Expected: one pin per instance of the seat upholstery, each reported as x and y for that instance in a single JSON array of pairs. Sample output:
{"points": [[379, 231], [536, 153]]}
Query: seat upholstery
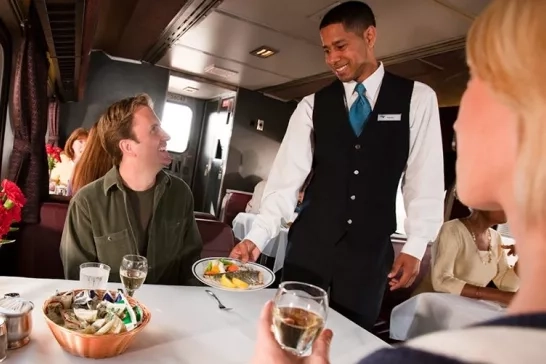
{"points": [[233, 203], [38, 253], [217, 238]]}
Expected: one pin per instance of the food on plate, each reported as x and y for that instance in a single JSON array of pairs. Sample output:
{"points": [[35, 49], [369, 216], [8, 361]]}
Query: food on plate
{"points": [[233, 274], [88, 313]]}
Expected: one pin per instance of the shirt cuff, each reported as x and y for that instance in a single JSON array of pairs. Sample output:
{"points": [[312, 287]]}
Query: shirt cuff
{"points": [[259, 236], [415, 247]]}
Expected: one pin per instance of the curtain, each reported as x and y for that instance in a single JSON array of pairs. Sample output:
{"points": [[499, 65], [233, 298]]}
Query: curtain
{"points": [[29, 107], [53, 122]]}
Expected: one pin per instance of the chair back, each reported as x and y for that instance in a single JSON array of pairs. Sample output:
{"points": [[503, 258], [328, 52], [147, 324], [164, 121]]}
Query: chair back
{"points": [[233, 203], [217, 238]]}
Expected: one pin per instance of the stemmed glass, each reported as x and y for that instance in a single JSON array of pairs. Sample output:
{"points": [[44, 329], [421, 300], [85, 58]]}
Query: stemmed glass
{"points": [[299, 315], [133, 271]]}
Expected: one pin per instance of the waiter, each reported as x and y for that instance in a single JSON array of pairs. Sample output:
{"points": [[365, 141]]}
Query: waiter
{"points": [[368, 128]]}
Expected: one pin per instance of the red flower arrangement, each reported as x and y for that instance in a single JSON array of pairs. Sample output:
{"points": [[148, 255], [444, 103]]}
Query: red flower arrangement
{"points": [[12, 201], [53, 156]]}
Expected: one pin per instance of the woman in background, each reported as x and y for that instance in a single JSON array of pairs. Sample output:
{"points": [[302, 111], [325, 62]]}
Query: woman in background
{"points": [[93, 164], [468, 255], [75, 144], [501, 149], [73, 149]]}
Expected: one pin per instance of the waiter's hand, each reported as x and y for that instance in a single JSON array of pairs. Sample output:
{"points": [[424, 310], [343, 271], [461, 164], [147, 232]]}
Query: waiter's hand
{"points": [[246, 250], [268, 351], [409, 265]]}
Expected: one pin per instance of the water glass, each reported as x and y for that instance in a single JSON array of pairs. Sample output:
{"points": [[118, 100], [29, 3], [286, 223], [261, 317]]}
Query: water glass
{"points": [[299, 316], [3, 338], [94, 275]]}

··········

*STATED PROBLEM*: Reproduce every line above as written, skipping pictures.

*WRITTEN ANSWER*:
Expected: one pin per instance of the seat upholstery, each reported as x and y for that instance in a single JSON array of pairs. Sample output:
{"points": [[379, 231], [536, 153]]}
Query: seat upholstery
{"points": [[233, 203], [38, 253], [217, 238]]}
Expected: one pin per instance of the food on plate, each reported as x and y for that instance in a single JSON array of pairs. Sample output:
{"points": [[35, 49], [369, 216], [8, 361]]}
Query: food on plate
{"points": [[233, 274], [88, 313]]}
Expected: one pin per instance of the shirt cuff, each reported as x and y for that instance in a single JSON array of pairs. Sample output:
{"points": [[312, 287]]}
Query: shirt cuff
{"points": [[259, 236], [415, 247]]}
Expected: one pin per instance of the curtain, each reported as x and y for that instance in a single JSON array of pairs. Sample output:
{"points": [[499, 65], [233, 298]]}
Query: curtain
{"points": [[29, 107], [53, 122]]}
Expected: one pin per instance of the chair back, each reported as x and y for that instance in a single JSON array of pairs. Sample output:
{"points": [[503, 258], [328, 52], [147, 324], [164, 121]]}
Query: chair back
{"points": [[233, 203], [217, 238]]}
Expected: one pin per instance of the stemmed glass, each reported as x and y for that instance in a single JSON array of pairs. Sample output:
{"points": [[44, 329], [421, 300], [85, 58]]}
Query: stemmed glass
{"points": [[299, 315], [133, 271]]}
Expected: one pin per instance of the waiter, each reported as x and y for that instance in a single JSON array of pairs. Sample output:
{"points": [[365, 141]]}
Query: waiter
{"points": [[368, 128]]}
Expected: one pin per instance of the red flower arrangement, each reported as x and y for that instance in a single JSON array of pairs. Sample output:
{"points": [[148, 255], [444, 103]]}
Query: red flower arrangement
{"points": [[12, 201], [53, 156]]}
Expected: one pin per instance of the woman in background, each reported as x and y for that instance in a single JSON array of pairs. Sample output:
{"points": [[302, 111], [325, 62]]}
Query: woman in background
{"points": [[93, 164], [468, 255], [75, 144], [501, 149], [73, 149]]}
Expected: one pin per instance of the waiter's hand, each reported as x and y for that instance in a single JSON array of pairs. Sample output:
{"points": [[424, 310], [343, 271], [461, 164], [147, 232]]}
Query: waiter's hand
{"points": [[246, 250], [268, 351], [409, 265]]}
Expected: one pin per instance of the water glass, each reported as x and y for that instance in a single JSON array of pairs. Sample output:
{"points": [[118, 100], [29, 3], [286, 223], [261, 317]]}
Query: water glass
{"points": [[299, 316], [3, 338], [94, 275]]}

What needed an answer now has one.